**The request**
Please give the listing again, word for word, with nothing left out.

**Excerpted records**
○ ○ ○ ○ ○

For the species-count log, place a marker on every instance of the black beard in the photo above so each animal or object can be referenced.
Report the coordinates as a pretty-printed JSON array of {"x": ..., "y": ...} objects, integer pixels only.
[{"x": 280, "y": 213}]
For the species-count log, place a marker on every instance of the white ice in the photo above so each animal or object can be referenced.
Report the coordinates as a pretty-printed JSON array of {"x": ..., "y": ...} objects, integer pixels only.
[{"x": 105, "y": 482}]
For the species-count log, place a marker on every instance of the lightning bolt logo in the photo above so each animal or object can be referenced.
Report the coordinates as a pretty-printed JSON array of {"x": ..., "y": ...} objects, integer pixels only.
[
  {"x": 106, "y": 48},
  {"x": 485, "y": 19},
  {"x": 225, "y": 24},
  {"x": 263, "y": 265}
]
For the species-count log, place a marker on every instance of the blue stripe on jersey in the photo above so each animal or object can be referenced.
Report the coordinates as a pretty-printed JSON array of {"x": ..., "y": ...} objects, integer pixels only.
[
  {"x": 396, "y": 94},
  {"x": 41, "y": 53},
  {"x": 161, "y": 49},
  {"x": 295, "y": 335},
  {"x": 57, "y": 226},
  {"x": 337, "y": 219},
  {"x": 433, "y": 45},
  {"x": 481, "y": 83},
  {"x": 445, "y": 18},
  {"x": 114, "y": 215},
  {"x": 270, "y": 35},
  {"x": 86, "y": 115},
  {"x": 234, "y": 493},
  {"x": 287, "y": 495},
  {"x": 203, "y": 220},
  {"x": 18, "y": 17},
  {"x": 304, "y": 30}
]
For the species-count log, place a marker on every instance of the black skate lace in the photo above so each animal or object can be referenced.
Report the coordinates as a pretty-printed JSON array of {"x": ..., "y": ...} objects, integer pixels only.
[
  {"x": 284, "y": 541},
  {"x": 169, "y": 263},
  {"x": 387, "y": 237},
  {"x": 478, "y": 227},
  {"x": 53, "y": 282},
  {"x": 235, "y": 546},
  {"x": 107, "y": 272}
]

○ ○ ○ ○ ○

**Output for this exercise**
For the species-count log, place a marker on every instance of the black beard in the photo above so each animal or object can be referenced.
Report the coordinates as a pretty-printed JSON array of {"x": ..., "y": ...} objects, integer pixels only.
[{"x": 280, "y": 213}]
For the species-count log, place a marker on every instance of the white ice in the photo above so each animal or object can be referenced.
Report the coordinates as a pretty-printed JSON array of {"x": ..., "y": ...} objects, integer pixels only.
[{"x": 105, "y": 482}]
For the species-count log, place a marker on every instance of the lightning bolt logo in the photo above so each animal or object can be referenced.
Report the coordinates as a pretty-printed JSON array of {"x": ..., "y": ...} objects, integer pixels only.
[
  {"x": 106, "y": 48},
  {"x": 485, "y": 19},
  {"x": 225, "y": 24},
  {"x": 263, "y": 265}
]
For the species-count log, place a marker on every instance of the blue stripe on jersey in the photo above so each animal or object can be referenced.
Report the coordinates as a pretty-printed JSON array of {"x": ..., "y": ...} objects, integer pixels only.
[
  {"x": 396, "y": 94},
  {"x": 41, "y": 53},
  {"x": 161, "y": 49},
  {"x": 295, "y": 335},
  {"x": 57, "y": 226},
  {"x": 337, "y": 219},
  {"x": 433, "y": 45},
  {"x": 481, "y": 83},
  {"x": 445, "y": 18},
  {"x": 114, "y": 215},
  {"x": 270, "y": 35},
  {"x": 86, "y": 115},
  {"x": 234, "y": 493},
  {"x": 287, "y": 495},
  {"x": 203, "y": 220},
  {"x": 18, "y": 17},
  {"x": 304, "y": 30}
]
For the species-count log, place a marker on every instance of the black skate lace in the photo above so each animal or object can be referenced.
Report the coordinates as a pretty-printed JSON array of {"x": ..., "y": ...} objects, integer pixels only.
[
  {"x": 284, "y": 541},
  {"x": 169, "y": 263},
  {"x": 387, "y": 237},
  {"x": 478, "y": 227},
  {"x": 53, "y": 282},
  {"x": 235, "y": 546},
  {"x": 107, "y": 272}
]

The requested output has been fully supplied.